Supplied data:
■ ■ ■ ■ ■ ■ ■

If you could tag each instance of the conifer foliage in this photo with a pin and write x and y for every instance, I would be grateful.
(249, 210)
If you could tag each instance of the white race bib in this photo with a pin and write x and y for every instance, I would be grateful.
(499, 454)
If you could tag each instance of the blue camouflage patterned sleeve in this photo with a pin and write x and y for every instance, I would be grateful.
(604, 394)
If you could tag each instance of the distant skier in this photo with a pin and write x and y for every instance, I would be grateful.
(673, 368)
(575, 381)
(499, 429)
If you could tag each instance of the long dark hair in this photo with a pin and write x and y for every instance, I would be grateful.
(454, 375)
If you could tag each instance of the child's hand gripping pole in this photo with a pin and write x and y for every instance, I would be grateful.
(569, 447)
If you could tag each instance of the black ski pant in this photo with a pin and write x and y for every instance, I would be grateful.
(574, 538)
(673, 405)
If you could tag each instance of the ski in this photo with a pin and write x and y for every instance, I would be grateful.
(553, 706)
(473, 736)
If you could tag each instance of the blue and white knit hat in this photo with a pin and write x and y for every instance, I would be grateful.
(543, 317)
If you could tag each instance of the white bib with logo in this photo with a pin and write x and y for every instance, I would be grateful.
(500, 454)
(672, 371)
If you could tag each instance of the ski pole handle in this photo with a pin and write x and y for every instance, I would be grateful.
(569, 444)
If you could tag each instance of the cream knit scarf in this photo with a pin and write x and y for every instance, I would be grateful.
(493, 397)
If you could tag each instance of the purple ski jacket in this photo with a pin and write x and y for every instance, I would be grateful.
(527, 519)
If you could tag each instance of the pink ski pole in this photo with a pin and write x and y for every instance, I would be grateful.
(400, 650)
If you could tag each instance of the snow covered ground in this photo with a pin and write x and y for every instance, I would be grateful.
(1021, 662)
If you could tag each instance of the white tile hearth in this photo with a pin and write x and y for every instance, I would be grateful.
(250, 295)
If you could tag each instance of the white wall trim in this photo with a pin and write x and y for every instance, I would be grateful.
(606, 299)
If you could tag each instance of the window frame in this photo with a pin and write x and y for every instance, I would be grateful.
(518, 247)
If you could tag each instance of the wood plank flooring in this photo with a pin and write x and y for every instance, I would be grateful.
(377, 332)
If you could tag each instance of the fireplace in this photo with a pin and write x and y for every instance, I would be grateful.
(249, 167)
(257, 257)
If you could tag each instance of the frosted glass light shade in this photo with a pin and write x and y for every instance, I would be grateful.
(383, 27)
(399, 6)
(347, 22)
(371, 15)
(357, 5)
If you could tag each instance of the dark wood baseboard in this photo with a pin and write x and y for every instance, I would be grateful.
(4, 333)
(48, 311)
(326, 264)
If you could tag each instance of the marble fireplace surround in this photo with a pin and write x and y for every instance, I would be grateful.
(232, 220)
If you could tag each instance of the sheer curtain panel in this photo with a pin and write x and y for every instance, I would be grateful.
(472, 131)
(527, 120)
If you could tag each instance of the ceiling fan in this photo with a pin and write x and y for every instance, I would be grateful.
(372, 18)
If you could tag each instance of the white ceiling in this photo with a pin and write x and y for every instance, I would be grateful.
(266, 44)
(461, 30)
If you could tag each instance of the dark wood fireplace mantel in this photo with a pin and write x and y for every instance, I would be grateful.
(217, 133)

■ ■ ■ ■ ■ ■ ■

Please update the lines above, changing every "I would be grateful" to "I would appreciate it" and leaving everything else as it is.

If you could tag each instance of the conifer foliage in this photo with a pin and write x and y for every instance, I would appreciate it.
(249, 210)
If you could tag each instance of the white race bib in this photo with a pin and write x and y for every instance, I would appreciate it.
(499, 454)
If you could tag each instance of the blue camouflage patterned sleeve in this photo with a pin and write x and y for every instance, I would appreciate it.
(604, 394)
If you could tag each instance of the distant skier in this photo with a pin and write x and y for every instance, I would appreciate it.
(673, 368)
(575, 381)
(499, 429)
If you could tag each instance of the long dark hair in this photo with a pin and write x and y for every instance, I would appreciate it.
(454, 375)
If you could tag each instance of the child's hand gripping pole in this photo with a pin and write x and y for every instance, I would appreciate it.
(569, 447)
If you could tag each instance of the black ski pant in this photo with a pin and write x and y for every instance, I would appreciate it.
(574, 538)
(673, 405)
If you could tag each instance of the ski in this photo with a pin and write x and y for every instance, I would appreciate it.
(553, 706)
(473, 736)
If you could tag each instance of the blue and white knit hat in this photo with a pin and write x and y for every instance, I would appreciate it.
(543, 317)
If you could tag each instance of the white bib with logo in this photo with a pin and write x and y for every instance, I would appreciate it.
(500, 454)
(672, 371)
If you could tag each instance of the ski pole handle in this photo with a pin and write x and y for every instance, I would appreciate it.
(569, 444)
If you could tag each instance of the cream knit scarf in this photo with a pin and write x and y for every instance, I would appreciate it.
(493, 397)
If you could tag each instance of the purple ski jacket in this photo with a pin and write x and y for every instance, I would appreciate it.
(527, 519)
If you could tag each instance of the pink ski pole in this photo with a pin and write x and y for every instance, I would appreciate it.
(400, 650)
If you could tag each instance of the snow covered ground in this photo with a pin and write x and y for every instance, I would appreciate it.
(1021, 662)
If you could tag each instance of the white tile hearth in this photo with a pin and write x and y for every instance, I would appreciate it.
(250, 295)
If you could tag each instance of the white wall trim in this photo with a pin and write x and y for every instance, I would appreciate it.
(606, 299)
If you could tag each instance of the window frame in this photo with a pin and write x and y for every instance, I would appreciate it.
(518, 247)
If you could tag each instance of the wood plank flooring in this photo with a pin and write x and y for every instance, I would appreciate it.
(377, 332)
If you could tag each instance of the fireplace in this photo with a pin and write x and y for every instance, I would appreciate it.
(249, 167)
(257, 257)
If you could tag each instance of the frosted glass light shade in this photo with a pin and write x and y for every instance, I would appreciate it.
(383, 27)
(399, 6)
(347, 22)
(371, 15)
(357, 5)
If you could tag each instance of the dark wood baseboard in this photo with a pin and write x and y for every instance, I would appreciate it.
(4, 333)
(48, 311)
(326, 264)
If you could tag each instance of the marble fireplace surround in this photo with a pin and write x and y for every instance, I would appreciate it.
(232, 220)
If you could tag each instance of the sheer curtain panel in this photo with a pin and write x and y for every instance, I would appreciate it.
(472, 131)
(527, 120)
If you could tag each instance of the ceiling fan in this photo with a pin and write x and y for every instance, I would appreciate it.
(372, 18)
If you could tag each instance of the white ceiling in this photo with a pin and write x and y for every instance, I would appreciate it.
(266, 44)
(461, 30)
If you could tag each instance of the dark wood fireplace mantel in this photo with a pin and write x and y for every instance, I would appreciate it.
(217, 133)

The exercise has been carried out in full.